* _Supplied text_

--

The total project cost will exceed USD 600,000. (Photo: Cidere Bio Bio/FIS)
New technology to produce biodiesel with oleic algae
Tuesday, November 02, 2010, 23:10 (GMT + 9)
Researchers from the Faculty of Agricultural Engineering of the University of Concepción (UdeC), based in Chillán, will begin a project that focuses on the cultivation of oleic microalgae for the manufacture of biofuels tomorrow.
According to Jose Fernando Reyes, academic and director of technology and research at UdeC, this is "a project whose concept does not exist in Chile at this time."
The initiative 'Development of high conversion reactor for microalgae cultivation and oleic biodiesel production' is funded by Innova Bío Bío of the Corporation for the Promotion of Production (Corfo), the Regional Industrial Development Corporation of Bío Bío (Cidere Bío Bío) and the Institute for Technology Transfer and Entrepreneurship (ITE). The total project cost will exceed CLP 300 million (USD 600,000)
The new technology allows for "scaling of highly efficient photobioreactors." This means that from microscopic photosynthetic algae culture (Scenedesmus spinosus), oil is generated which can then be used in the manufacture of biodiesel.
|Jose Fernando Reyes, academic and director of technology and research at UdeC. (Photo. UDEC)
"For this we developed and are evaluating photobioreactors with improved engineering that enable the production of microalgae, manufacturing costs and operating economically attractive for the production of biodiesel," said Reyes.
The concept behind the project is to improve the efficiency of using natural light, covered by high light transmissibility and methods of highly turbulent air agitation to prevent the adhesion of microalgae to the inside walls of pipes, as well as maximizing efficiency from light-shade exposure, reports La Discusión.
The pilot plant located in Chillán has seven photobioreactors of 1.5 cubic meters each. In the course of the experiment, experts expect a productivity gain of no less than 10 cubic meters of biodiesel per hectare.
The team consists of Wilson Esquivel, Johannes de Brujin and Alejandro Hernández, as well as Reyes.
According to Marcos Delucchi, the manager of Cidere Bío Bío, at a national level, through this initiative, they aim to improve the relationship between biology and engineering in the development of a new alternative energy for the country.

--

* _Data for analysis_
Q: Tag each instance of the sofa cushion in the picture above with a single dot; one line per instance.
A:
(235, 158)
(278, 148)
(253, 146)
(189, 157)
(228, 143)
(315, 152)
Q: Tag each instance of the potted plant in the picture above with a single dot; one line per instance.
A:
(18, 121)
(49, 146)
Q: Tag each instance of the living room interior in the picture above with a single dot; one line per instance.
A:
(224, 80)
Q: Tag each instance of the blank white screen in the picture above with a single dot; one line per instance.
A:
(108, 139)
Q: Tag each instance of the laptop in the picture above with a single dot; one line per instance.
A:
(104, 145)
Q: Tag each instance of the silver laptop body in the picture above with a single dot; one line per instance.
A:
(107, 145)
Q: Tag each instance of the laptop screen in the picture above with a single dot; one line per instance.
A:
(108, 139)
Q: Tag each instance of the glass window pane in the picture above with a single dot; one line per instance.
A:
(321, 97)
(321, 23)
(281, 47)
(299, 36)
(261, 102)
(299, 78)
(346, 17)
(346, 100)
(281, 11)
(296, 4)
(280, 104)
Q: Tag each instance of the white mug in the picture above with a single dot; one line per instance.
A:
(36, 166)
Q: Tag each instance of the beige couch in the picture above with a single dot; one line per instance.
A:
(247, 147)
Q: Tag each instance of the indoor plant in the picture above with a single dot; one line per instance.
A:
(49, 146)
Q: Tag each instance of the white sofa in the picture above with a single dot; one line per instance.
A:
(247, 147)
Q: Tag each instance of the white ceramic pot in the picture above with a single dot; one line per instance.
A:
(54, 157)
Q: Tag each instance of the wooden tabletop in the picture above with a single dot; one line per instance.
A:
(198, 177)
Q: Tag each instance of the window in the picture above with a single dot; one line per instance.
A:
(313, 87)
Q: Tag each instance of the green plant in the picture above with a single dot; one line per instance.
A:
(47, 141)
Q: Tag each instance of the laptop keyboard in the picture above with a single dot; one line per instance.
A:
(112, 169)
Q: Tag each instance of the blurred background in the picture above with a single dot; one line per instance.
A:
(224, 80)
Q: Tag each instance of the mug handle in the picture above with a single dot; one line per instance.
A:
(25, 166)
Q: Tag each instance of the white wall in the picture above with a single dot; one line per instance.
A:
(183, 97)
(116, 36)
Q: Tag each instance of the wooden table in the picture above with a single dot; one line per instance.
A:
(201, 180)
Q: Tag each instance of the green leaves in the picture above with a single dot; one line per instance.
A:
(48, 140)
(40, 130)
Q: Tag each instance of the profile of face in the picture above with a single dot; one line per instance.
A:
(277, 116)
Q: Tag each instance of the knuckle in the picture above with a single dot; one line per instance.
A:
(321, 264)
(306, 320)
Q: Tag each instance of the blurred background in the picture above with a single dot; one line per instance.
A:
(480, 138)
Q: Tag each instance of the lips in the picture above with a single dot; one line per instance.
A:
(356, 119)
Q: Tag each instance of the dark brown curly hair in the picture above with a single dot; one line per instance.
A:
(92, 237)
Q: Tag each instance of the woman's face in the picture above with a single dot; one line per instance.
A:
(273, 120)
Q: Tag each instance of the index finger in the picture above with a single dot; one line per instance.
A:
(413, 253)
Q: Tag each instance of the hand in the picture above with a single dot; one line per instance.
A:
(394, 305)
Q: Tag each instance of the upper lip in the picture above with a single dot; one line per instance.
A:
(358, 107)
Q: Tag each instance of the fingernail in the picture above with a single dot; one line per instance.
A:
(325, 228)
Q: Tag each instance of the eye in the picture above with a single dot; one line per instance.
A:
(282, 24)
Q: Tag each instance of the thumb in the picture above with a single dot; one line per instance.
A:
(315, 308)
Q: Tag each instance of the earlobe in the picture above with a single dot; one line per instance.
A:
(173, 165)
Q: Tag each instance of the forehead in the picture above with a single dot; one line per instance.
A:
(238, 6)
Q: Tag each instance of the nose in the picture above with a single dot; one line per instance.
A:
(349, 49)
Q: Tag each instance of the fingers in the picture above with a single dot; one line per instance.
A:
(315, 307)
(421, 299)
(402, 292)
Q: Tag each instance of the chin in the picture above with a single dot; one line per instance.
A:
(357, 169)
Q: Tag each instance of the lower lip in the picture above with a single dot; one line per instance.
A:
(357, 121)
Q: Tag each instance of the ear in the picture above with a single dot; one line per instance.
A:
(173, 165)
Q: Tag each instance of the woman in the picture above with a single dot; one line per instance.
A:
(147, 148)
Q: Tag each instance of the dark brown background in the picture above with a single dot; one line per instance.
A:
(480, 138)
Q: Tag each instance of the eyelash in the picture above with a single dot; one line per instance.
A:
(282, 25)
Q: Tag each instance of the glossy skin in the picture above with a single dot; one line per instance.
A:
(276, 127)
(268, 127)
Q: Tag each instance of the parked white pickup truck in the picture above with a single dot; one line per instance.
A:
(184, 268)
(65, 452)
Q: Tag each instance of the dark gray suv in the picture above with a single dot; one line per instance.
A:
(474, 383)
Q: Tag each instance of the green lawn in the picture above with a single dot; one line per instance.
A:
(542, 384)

--

* _Task requirements_
Reproduce the passage of the algae biodiesel article above from "The total project cost will exceed USD" to "23:10 (GMT + 9)".

* _Output of the exercise_
The total project cost will exceed USD 600,000. (Photo: Cidere Bio Bio/FIS)
New technology to produce biodiesel with oleic algae
Tuesday, November 02, 2010, 23:10 (GMT + 9)